── STORED ROWS ──

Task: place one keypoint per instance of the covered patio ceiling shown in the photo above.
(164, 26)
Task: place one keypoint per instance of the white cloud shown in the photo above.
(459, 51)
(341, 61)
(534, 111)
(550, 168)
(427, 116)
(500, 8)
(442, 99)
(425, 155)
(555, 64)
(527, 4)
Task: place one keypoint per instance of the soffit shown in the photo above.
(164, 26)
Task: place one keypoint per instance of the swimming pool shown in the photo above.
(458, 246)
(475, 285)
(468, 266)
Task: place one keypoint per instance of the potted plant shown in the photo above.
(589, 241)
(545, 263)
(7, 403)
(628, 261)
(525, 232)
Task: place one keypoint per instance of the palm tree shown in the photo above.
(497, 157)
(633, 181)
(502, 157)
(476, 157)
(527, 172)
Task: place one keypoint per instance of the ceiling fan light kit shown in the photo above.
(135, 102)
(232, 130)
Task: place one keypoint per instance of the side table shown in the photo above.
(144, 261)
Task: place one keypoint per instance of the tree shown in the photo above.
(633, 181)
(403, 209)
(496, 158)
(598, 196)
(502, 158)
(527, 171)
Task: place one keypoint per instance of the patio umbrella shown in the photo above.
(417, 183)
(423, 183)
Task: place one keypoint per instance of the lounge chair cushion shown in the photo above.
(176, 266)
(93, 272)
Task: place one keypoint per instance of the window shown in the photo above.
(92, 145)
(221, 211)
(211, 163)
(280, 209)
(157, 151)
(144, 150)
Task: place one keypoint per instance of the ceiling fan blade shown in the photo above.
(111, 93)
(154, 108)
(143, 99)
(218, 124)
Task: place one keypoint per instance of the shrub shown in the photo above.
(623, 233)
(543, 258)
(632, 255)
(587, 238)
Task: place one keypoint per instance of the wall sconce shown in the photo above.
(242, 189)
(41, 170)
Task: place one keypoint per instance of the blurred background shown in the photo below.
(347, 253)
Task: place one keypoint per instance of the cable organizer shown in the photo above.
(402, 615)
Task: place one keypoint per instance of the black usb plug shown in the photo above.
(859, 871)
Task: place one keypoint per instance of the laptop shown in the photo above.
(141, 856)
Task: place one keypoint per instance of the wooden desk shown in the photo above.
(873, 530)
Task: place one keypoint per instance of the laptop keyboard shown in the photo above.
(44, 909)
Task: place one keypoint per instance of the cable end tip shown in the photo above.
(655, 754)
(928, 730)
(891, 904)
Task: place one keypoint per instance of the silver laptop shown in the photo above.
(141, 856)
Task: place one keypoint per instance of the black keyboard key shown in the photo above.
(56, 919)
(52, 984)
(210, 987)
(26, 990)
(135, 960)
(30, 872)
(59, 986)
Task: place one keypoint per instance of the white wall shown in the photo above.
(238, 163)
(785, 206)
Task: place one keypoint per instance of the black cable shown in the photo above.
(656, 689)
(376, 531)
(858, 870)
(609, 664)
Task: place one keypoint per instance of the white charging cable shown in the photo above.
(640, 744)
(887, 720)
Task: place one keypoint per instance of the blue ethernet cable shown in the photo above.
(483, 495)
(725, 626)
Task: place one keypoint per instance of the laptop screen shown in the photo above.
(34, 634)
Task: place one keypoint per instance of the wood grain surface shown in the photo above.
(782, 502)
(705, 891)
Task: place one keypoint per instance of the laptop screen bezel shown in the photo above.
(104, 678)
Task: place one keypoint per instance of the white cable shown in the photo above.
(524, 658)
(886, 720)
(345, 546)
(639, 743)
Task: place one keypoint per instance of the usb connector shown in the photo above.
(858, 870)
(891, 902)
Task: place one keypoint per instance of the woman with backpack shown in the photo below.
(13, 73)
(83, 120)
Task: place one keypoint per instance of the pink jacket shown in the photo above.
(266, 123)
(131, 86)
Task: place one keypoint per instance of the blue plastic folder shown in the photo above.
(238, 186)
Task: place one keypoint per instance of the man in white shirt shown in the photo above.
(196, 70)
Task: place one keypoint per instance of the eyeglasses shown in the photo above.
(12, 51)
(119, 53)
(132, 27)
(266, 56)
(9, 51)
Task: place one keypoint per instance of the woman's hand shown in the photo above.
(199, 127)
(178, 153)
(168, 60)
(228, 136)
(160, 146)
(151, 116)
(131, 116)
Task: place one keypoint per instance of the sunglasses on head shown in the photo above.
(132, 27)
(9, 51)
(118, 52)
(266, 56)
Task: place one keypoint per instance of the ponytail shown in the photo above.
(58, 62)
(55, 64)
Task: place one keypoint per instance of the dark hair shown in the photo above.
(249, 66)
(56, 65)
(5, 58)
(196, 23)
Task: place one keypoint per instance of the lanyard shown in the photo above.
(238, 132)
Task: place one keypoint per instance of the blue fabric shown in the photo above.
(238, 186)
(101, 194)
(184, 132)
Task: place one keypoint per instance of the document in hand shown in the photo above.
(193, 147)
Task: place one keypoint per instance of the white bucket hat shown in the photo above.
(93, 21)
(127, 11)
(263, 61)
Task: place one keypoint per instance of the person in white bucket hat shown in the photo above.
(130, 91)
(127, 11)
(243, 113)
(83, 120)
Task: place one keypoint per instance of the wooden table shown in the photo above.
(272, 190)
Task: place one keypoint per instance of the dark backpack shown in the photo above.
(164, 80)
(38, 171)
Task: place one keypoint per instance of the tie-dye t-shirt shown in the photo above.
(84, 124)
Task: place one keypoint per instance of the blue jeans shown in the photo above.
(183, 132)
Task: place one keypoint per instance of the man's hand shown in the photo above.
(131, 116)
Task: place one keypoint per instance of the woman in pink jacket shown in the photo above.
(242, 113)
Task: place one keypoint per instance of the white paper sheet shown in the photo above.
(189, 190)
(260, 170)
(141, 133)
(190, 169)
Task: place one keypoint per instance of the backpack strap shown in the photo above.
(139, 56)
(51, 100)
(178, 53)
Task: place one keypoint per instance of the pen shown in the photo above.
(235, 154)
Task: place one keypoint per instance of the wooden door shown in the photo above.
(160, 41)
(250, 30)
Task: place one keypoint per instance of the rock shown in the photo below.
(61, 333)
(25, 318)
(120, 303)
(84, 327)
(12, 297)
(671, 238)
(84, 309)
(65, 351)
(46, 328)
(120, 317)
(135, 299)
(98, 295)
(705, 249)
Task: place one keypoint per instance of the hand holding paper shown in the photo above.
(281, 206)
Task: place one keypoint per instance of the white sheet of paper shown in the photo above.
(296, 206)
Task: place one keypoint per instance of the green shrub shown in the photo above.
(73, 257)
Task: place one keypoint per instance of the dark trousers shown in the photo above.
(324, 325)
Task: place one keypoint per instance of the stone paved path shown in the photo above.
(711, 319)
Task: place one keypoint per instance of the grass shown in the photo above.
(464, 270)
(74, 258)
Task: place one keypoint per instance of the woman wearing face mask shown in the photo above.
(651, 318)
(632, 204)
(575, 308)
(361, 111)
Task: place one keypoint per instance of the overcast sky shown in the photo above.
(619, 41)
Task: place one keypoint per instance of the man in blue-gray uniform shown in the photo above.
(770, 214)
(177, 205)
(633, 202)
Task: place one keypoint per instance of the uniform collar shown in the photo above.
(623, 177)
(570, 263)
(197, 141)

───

Put every line of the rows above into a JSON list of strings, one string per line, leaving out blank lines.

[
  "Task: place one keypoint per instance of the covered patio ceiling shown in the photo above.",
  "(164, 26)",
  "Task: place one keypoint per instance of the white cloud shown in the photo above.",
  "(459, 51)",
  "(341, 61)",
  "(534, 111)",
  "(550, 168)",
  "(427, 116)",
  "(500, 8)",
  "(442, 99)",
  "(425, 155)",
  "(555, 64)",
  "(527, 4)",
  "Task: place one keypoint per instance of the soffit shown in the photo above.",
  "(164, 26)",
  "Task: place one keypoint per instance of the swimming pool shown in the photo above.",
  "(458, 246)",
  "(475, 285)",
  "(468, 266)",
  "Task: place one keypoint per instance of the potted plant shown in the photo above.",
  "(589, 241)",
  "(545, 263)",
  "(7, 403)",
  "(628, 261)",
  "(525, 232)",
  "Task: place one keypoint per instance of the palm tree shown in the photo above.",
  "(497, 157)",
  "(633, 181)",
  "(502, 157)",
  "(476, 157)",
  "(527, 172)",
  "Task: place one keypoint per instance of the ceiling fan light kit shown in the photo above.",
  "(135, 102)",
  "(232, 130)",
  "Task: place one keypoint per instance of the side table shown in the photo above.",
  "(144, 261)",
  "Task: place one keypoint per instance of the tree shown in the photo above.",
  "(633, 181)",
  "(403, 209)",
  "(496, 158)",
  "(598, 196)",
  "(502, 158)",
  "(527, 171)",
  "Task: place one keypoint per instance of the patio umbrella shown in the photo above.",
  "(417, 183)",
  "(423, 183)",
  "Task: place one keypoint per instance of the lounge chair cushion shown in the photo above.",
  "(176, 266)",
  "(93, 272)",
  "Task: place one keypoint per instance of the window shown in the photo above.",
  "(92, 145)",
  "(221, 211)",
  "(211, 163)",
  "(280, 209)",
  "(157, 151)",
  "(144, 150)",
  "Task: place one keypoint per instance of the ceiling fan blade shown in the photo above.",
  "(111, 93)",
  "(154, 108)",
  "(143, 99)",
  "(218, 124)",
  "Task: place one keypoint per instance of the shrub shown in the photo above.",
  "(623, 233)",
  "(543, 258)",
  "(632, 255)",
  "(587, 238)",
  "Task: place one keypoint per instance of the wall sconce shown in the photo above.",
  "(242, 189)",
  "(41, 170)",
  "Task: place one keypoint per instance of the blurred background shown in the photo below.",
  "(347, 253)",
  "Task: place one keypoint per instance of the cable organizer shown in the photo above.",
  "(402, 615)",
  "Task: place one keypoint per instance of the black usb plug shown in the photo above.",
  "(859, 871)",
  "Task: place one keypoint per instance of the laptop shown in the photo above.",
  "(141, 856)",
  "Task: place one keypoint per instance of the wooden desk shown in the photo above.",
  "(873, 530)",
  "Task: place one keypoint per instance of the laptop keyboard shown in the photo above.",
  "(44, 909)",
  "Task: place one keypoint per instance of the cable end tip shown in the photo above.",
  "(655, 754)",
  "(928, 730)",
  "(891, 904)",
  "Task: place one keypoint per instance of the silver laptop shown in the photo above.",
  "(141, 856)",
  "Task: place one keypoint per instance of the black keyboard key shown in the photo above.",
  "(56, 919)",
  "(52, 984)",
  "(210, 987)",
  "(26, 990)",
  "(135, 960)",
  "(30, 872)",
  "(59, 986)",
  "Task: place one keypoint per instance of the white wall shown in the photo above.",
  "(238, 163)",
  "(785, 206)",
  "Task: place one keypoint per instance of the black cable shown in the photo above.",
  "(656, 689)",
  "(376, 531)",
  "(858, 870)",
  "(609, 664)",
  "Task: place one keypoint per instance of the white charging cable shown in the photo above.",
  "(640, 744)",
  "(887, 720)",
  "Task: place one keypoint per instance of the blue ethernet cable shown in the photo above.",
  "(483, 495)",
  "(725, 626)",
  "Task: place one keypoint per instance of the laptop screen shown in the photo above.",
  "(34, 634)",
  "Task: place one keypoint per instance of the wood grain surface shown in the photo above.",
  "(782, 502)",
  "(705, 891)",
  "Task: place one keypoint per instance of the laptop screen bezel shown in the photo above.",
  "(104, 678)",
  "Task: place one keypoint per instance of the white cable shown in the photo above.",
  "(524, 658)",
  "(886, 720)",
  "(345, 546)",
  "(639, 743)",
  "Task: place one keypoint per instance of the usb connector shown in the photo above.",
  "(858, 870)",
  "(891, 902)",
  "Task: place one keypoint per instance of the woman with backpack shown in the photo below.",
  "(13, 73)",
  "(83, 120)",
  "Task: place one keypoint per instance of the pink jacket shown in the photo above.",
  "(266, 123)",
  "(131, 86)",
  "Task: place one keypoint per instance of the blue plastic folder shown in the photo above.",
  "(238, 186)",
  "Task: place one keypoint per instance of the man in white shirt shown in the photo above.",
  "(196, 70)",
  "Task: place one keypoint per instance of the eyeglasses shown in the photo above.",
  "(12, 51)",
  "(119, 53)",
  "(132, 27)",
  "(266, 56)",
  "(9, 51)",
  "Task: place one keypoint per instance of the woman's hand shown in the photo above.",
  "(199, 127)",
  "(178, 153)",
  "(168, 60)",
  "(228, 136)",
  "(160, 146)",
  "(151, 116)",
  "(131, 116)",
  "Task: place one keypoint per instance of the sunglasses on head shown in the photo above.",
  "(132, 27)",
  "(9, 51)",
  "(118, 52)",
  "(266, 56)",
  "Task: place one keypoint per instance of the ponytail shown in the photo above.",
  "(58, 62)",
  "(55, 64)",
  "Task: place one keypoint per instance of the dark hair shown in the photo above.",
  "(249, 66)",
  "(56, 65)",
  "(5, 58)",
  "(196, 23)",
  "Task: place one keypoint per instance of the lanyard shown in the photo above.",
  "(238, 132)",
  "Task: place one keypoint per instance of the blue fabric shown in the photo above.",
  "(238, 186)",
  "(101, 194)",
  "(184, 132)",
  "Task: place one keypoint per instance of the document in hand shown in the photo above.",
  "(193, 147)",
  "Task: place one keypoint per instance of the white bucket hat shown in the photo above.",
  "(93, 21)",
  "(127, 11)",
  "(263, 61)",
  "Task: place one keypoint per instance of the person in white bucket hat shown in the photo above.",
  "(130, 91)",
  "(127, 11)",
  "(243, 113)",
  "(83, 120)",
  "Task: place one keypoint per instance of the wooden table shown in the photo above.",
  "(272, 190)",
  "Task: place one keypoint per instance of the dark backpack shown in the photo above.",
  "(164, 80)",
  "(38, 171)",
  "Task: place one keypoint per instance of the tie-dye t-shirt shown in the photo above.",
  "(84, 124)",
  "Task: place one keypoint per instance of the blue jeans shown in the photo above.",
  "(183, 132)",
  "Task: place one keypoint per instance of the man's hand shown in the photo above.",
  "(131, 116)",
  "Task: place one keypoint per instance of the woman in pink jacket shown in the photo above.",
  "(242, 113)",
  "Task: place one keypoint per instance of the white paper sheet shown in the photo above.",
  "(189, 190)",
  "(260, 170)",
  "(141, 133)",
  "(190, 169)",
  "Task: place one keypoint per instance of the backpack strap shown in the photo above.",
  "(139, 56)",
  "(51, 100)",
  "(178, 53)",
  "Task: place one keypoint per instance of the pen shown in the photo above.",
  "(235, 154)",
  "Task: place one keypoint per instance of the wooden door shown in the photo above.",
  "(160, 41)",
  "(250, 30)",
  "Task: place one keypoint per instance of the rock shown in the photo below.",
  "(61, 333)",
  "(25, 318)",
  "(120, 303)",
  "(84, 327)",
  "(12, 297)",
  "(671, 238)",
  "(84, 309)",
  "(65, 351)",
  "(46, 328)",
  "(120, 317)",
  "(135, 299)",
  "(98, 295)",
  "(705, 249)",
  "Task: place one keypoint per instance of the hand holding paper shown in the photo above.",
  "(281, 206)",
  "Task: place one keypoint per instance of the white sheet of paper shown in the photo above.",
  "(296, 206)",
  "Task: place one keypoint per instance of the green shrub shown in the photo above.",
  "(73, 257)",
  "Task: place one keypoint per instance of the dark trousers shown in the photo above.",
  "(324, 325)",
  "Task: place one keypoint per instance of the stone paved path shown in the photo above.",
  "(711, 319)",
  "Task: place one keypoint per instance of the grass shown in the photo above.",
  "(464, 270)",
  "(74, 258)",
  "Task: place one keypoint per instance of the woman wearing face mask shown in the photo above.",
  "(651, 318)",
  "(632, 204)",
  "(575, 308)",
  "(361, 111)",
  "Task: place one keypoint per instance of the overcast sky shown in the photo above.",
  "(619, 41)",
  "Task: place one keypoint per instance of the man in blue-gray uniform shown in the photo above.",
  "(770, 214)",
  "(177, 205)",
  "(633, 202)",
  "Task: place one keypoint per instance of the uniform collar shown in the photo above.",
  "(623, 177)",
  "(570, 263)",
  "(197, 141)"
]